- Working data -
-- Opening Marker --

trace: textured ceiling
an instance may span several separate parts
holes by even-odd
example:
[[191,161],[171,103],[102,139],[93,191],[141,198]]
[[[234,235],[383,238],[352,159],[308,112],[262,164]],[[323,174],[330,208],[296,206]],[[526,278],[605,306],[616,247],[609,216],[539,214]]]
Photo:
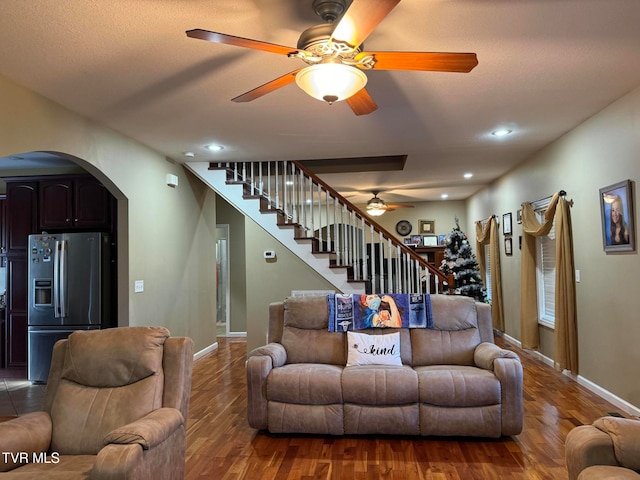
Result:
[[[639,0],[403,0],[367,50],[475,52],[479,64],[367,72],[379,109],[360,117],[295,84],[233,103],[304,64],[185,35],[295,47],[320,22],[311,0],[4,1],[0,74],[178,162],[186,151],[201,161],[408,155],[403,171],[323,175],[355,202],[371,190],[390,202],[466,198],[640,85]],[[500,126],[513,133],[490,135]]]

-- Closing Marker --
-- Opening Marker --

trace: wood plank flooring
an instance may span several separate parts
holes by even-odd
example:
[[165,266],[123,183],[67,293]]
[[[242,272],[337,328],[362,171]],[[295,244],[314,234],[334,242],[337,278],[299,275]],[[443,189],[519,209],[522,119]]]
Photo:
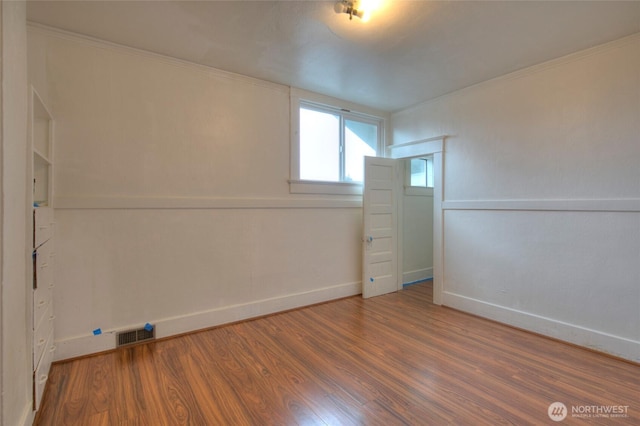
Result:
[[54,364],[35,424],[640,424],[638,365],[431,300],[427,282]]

-- Closing Marker --

Return exactly the lines above from the line that has "trace: textured ceiling" through the line that has "[[191,161],[171,103],[102,139],[93,191],[141,198]]", inclusive, and nothing else.

trace: textured ceiling
an instance may span several separate parts
holes by even-odd
example:
[[191,161],[171,103],[102,139],[93,191],[141,198]]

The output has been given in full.